■ WHAT TO PRODUCE
Your answer should be the records below, repeated exactly as they stand.
Start of PROVIDED MATERIAL
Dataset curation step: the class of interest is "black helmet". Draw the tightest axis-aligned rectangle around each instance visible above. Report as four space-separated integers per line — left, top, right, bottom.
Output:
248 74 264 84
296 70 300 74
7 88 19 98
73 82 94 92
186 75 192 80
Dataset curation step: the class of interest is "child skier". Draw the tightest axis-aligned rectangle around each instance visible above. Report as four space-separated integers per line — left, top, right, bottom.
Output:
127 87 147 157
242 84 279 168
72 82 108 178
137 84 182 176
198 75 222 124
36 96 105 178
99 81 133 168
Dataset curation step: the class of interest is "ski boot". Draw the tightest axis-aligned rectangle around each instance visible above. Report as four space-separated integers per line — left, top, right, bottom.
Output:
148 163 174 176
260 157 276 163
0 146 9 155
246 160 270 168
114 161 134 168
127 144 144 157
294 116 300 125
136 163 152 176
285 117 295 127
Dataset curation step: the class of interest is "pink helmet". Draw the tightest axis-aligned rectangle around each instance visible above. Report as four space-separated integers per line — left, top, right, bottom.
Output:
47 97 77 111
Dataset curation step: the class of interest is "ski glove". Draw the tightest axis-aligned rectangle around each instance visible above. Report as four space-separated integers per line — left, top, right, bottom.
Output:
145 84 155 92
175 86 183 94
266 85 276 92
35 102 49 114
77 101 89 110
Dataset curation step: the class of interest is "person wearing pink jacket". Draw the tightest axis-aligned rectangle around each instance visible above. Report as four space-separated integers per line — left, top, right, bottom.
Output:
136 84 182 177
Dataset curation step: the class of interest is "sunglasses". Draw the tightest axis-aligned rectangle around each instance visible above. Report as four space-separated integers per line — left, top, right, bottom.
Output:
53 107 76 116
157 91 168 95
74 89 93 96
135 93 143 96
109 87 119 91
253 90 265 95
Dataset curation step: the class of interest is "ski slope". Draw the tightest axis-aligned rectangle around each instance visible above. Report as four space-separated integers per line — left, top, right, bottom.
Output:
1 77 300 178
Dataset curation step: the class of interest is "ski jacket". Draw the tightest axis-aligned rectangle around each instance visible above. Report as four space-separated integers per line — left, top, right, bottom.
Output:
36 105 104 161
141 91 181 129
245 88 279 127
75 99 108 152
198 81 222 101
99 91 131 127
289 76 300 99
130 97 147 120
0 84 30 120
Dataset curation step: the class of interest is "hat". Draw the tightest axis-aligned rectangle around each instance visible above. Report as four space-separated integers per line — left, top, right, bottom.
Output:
End of PROVIDED MATERIAL
■ SOLUTION TO THIS PROBLEM
Dataset curation step: the class of interest is "black helmet". Draw the tightest axis-aligned rectangle around each instance visible above. Report as four space-separated integers per line — left, top, right, bottom.
Output:
248 74 264 84
296 70 300 74
7 88 19 98
73 82 94 92
186 75 192 80
Dataset curation step: the class of interest is "child skier". Draw the tightest axis-aligned rectangle around each instance visible above. Report as four space-separated integers per line — left, top, right, bottom.
Output:
127 87 147 157
242 84 279 168
72 82 108 178
137 84 182 176
198 75 222 124
36 96 105 178
99 81 133 168
Dataset curation step: the class of interest is "ski boot". Draw the tightest axis-aligned rectangle around each instance visible above. Report as four space-separated integers per line — left, top, right, bottom.
Output:
148 163 174 176
260 157 276 163
0 146 9 155
246 160 270 168
114 161 134 168
127 144 144 157
294 116 300 125
136 163 152 176
285 117 295 127
Dataset curation step: the class of interest is "pink helmet". Draw the tightest axis-aligned rectangle around each instance visible above. Report as four space-separated integers per line — left, top, right, bottom.
Output:
47 97 77 111
Dataset curation step: the class of interest is "ski glove". Draw the tightest axis-aligned rectangle around each instance visible above. Report as four space-separated integers per line — left, top, right, bottom.
Output:
145 84 155 92
175 86 183 94
266 85 276 92
35 102 49 114
77 101 89 110
Dataset curation step: the class of interest is "person wearing pink jacket". Draw the tightest axis-aligned rectangle around each instance visible above. Report as four space-separated integers per line — left, top, right, bottom.
Output:
136 84 182 177
Dataset curation step: the class of interest is "sunglasses". Draw the tightest axis-aligned rectangle around each instance visible above. Report as four space-separated integers per line — left, top, right, bottom.
Output:
53 107 76 116
157 91 168 95
74 89 93 96
135 93 143 96
109 87 119 91
253 90 265 95
Dataset curation step: the class of interest is "ski slope". Draw the tightest axis-aligned rectangle around each instance visible above. Report as four space-separated integers per line — left, top, right, bottom.
Output:
1 77 300 178
Dataset curation step: the class of interest is "ski jacket". Draw the tightest axis-aligned rectangle around each instance visible above. Report as four space-separated integers per line — left, top, right, bottom.
Output:
36 105 104 161
141 91 181 129
245 88 279 127
75 99 108 152
198 81 222 101
99 91 131 127
289 76 300 99
130 97 147 120
0 84 30 120
Dataset curation step: the class of interest is "hat". Draw the tightest axis-aligned rectangle around each instance visible above. Report as four space-separated integers per line — left, top, right, bottom.
Output:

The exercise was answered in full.